- What the task requires
Locate each line in the entries below that contains the string "shown" and copy those lines. Case counts.

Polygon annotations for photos
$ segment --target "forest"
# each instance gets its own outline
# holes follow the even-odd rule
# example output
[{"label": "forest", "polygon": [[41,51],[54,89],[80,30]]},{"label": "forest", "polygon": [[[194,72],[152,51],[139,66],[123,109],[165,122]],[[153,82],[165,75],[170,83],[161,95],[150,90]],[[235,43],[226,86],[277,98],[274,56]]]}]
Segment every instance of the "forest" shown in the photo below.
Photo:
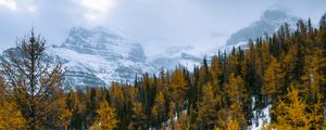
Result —
[{"label": "forest", "polygon": [[326,14],[318,26],[284,24],[192,70],[162,68],[108,88],[64,87],[46,43],[32,31],[1,58],[0,129],[244,130],[264,108],[263,130],[326,129]]}]

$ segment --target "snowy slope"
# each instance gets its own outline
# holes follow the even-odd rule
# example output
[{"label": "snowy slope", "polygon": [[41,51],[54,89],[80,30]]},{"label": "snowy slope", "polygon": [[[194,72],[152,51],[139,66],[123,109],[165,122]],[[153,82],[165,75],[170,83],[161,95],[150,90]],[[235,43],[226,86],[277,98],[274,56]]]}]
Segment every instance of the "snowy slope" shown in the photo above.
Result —
[{"label": "snowy slope", "polygon": [[59,47],[49,48],[47,54],[64,62],[65,82],[73,87],[133,82],[136,74],[155,72],[139,43],[102,27],[74,27],[67,39]]},{"label": "snowy slope", "polygon": [[[5,53],[0,56],[5,58]],[[156,72],[139,43],[102,27],[74,27],[61,46],[47,48],[46,54],[63,63],[64,83],[75,89],[108,87],[112,81],[134,82],[136,74]]]},{"label": "snowy slope", "polygon": [[288,23],[291,28],[294,28],[298,20],[299,17],[278,9],[266,10],[259,21],[234,32],[227,39],[226,48],[243,46],[243,42],[248,42],[249,39],[254,40],[265,34],[272,35],[285,23]]}]

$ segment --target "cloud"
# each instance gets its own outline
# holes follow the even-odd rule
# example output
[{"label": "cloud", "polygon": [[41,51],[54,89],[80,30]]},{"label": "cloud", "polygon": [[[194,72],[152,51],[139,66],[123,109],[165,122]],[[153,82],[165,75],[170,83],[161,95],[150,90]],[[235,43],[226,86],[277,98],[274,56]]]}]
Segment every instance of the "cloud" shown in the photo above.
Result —
[{"label": "cloud", "polygon": [[113,0],[80,0],[78,2],[85,9],[84,16],[89,21],[103,18],[114,5]]},{"label": "cloud", "polygon": [[17,4],[13,0],[0,0],[0,6],[3,5],[11,11],[16,11],[17,10]]}]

- Response to the task
Segment every instance of the "forest" shown in the photo below.
Segment every instance of the "snowy slope" shown in the photo above.
Segment every instance of the "cloud" shown in the photo above.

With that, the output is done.